[Opening MATERIAL PROVIDED section]

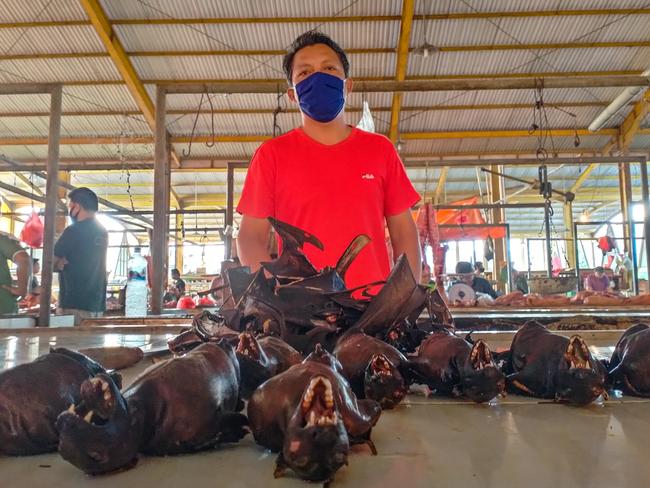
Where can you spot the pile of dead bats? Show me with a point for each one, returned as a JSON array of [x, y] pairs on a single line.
[[312, 363]]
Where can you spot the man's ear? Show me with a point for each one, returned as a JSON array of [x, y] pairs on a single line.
[[348, 87], [291, 94]]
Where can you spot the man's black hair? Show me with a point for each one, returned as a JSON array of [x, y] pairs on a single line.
[[84, 197], [307, 39], [464, 267]]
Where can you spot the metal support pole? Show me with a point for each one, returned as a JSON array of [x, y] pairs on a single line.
[[230, 200], [576, 251], [635, 265], [160, 217], [625, 189], [52, 184], [547, 229], [645, 195], [509, 260], [568, 234]]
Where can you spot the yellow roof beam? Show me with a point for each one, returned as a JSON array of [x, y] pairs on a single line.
[[331, 19], [408, 7], [122, 62], [280, 52], [502, 133], [583, 177], [282, 82], [441, 184], [175, 199], [104, 29], [262, 111], [83, 140]]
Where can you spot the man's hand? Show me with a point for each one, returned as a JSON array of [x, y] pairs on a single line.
[[59, 263], [404, 239], [252, 241], [14, 290]]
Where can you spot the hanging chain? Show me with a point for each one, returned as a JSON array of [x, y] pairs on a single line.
[[186, 154], [125, 169]]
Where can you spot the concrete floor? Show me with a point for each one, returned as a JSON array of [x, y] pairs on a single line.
[[423, 443]]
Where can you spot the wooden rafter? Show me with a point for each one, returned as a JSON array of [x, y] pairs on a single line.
[[104, 29], [408, 7], [487, 134], [631, 126]]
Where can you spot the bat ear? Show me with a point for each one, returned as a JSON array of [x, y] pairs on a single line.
[[280, 466]]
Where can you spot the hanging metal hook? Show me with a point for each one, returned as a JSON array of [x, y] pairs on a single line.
[[212, 132], [196, 119]]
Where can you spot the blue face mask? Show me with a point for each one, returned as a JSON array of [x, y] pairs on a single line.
[[321, 96]]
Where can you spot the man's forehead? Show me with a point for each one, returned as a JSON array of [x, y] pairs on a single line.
[[314, 53]]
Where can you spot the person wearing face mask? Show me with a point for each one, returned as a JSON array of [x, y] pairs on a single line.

[Closing MATERIAL PROVIDED section]

[DESCRIPTION OF THE TASK]: Retype all of the entries exactly as written, leaving out any images.

[ANSWER AREA]:
Where can you spot the pile of dead bats? Show me with a point for each one, returned as a JSON array of [x, y] pairs on a single line.
[[312, 363]]
Where can you spot the man's ear? Show me with a point for each one, returned as a JSON array of [x, y] pairs on a single line.
[[348, 87], [291, 94]]
Where can you spot the man's black hair? Show me with a point for each one, returned as a JSON array of [x, y] pairs on a single line.
[[84, 197], [307, 39], [464, 267]]
Where can you spot the metal support pole? Show me with a point for each one, returned as a JSON array of [x, y] pairs on a single line.
[[230, 200], [576, 251], [635, 265], [160, 217], [625, 189], [52, 184], [547, 229], [645, 195], [509, 260], [568, 234]]
Where can you spot the yellow roof beam? Show me with a point for each one, returned as a JSON array of [x, y] pairs on a single line.
[[331, 19], [408, 7], [122, 62], [280, 52], [502, 133], [583, 177], [282, 82], [441, 184], [175, 199], [104, 29], [262, 111], [83, 140]]
Where can you spot the man's hand? Show me with a point for each one, returned as a JSON array of [x, y] pairs on a single line.
[[59, 263], [404, 239], [252, 241], [14, 290]]
Where can you spot the hanging chain? Show me with a point for each one, returned as a JSON array of [x, y] pairs on a single line.
[[186, 154], [125, 169]]
Where can you spot the concrete floor? Show me with a point for each one, returned as a JSON array of [x, y] pairs on a single line.
[[423, 443]]
Where can you spot the wooden rafter? Show me with a point for each one, returned as a JSON array of [x, y] pairs on a single line.
[[104, 29], [408, 7], [487, 134], [631, 126]]
Where can you spot the bat ear? Show me with a point for each one, returned as a JSON array of [x, y] pairs on a single line.
[[280, 466]]
Where can you spot the hanging metal hook? Show me with a point for each one, returned as a JSON array of [x, y] pairs on a single line.
[[212, 132], [196, 119]]
Where can you spot the blue face mask? Show me with a point for each one, returned as a JSON array of [x, y] pairs on a single line.
[[321, 96]]
Where can you spot the man's forehead? Show me with a point for each one, returned as a JSON array of [x, y] pairs on a single line.
[[314, 53]]
Where can you spot the person wearing face mask? Show me with a point for each one, returned as a JSON array of [x, y] pairs on a single line.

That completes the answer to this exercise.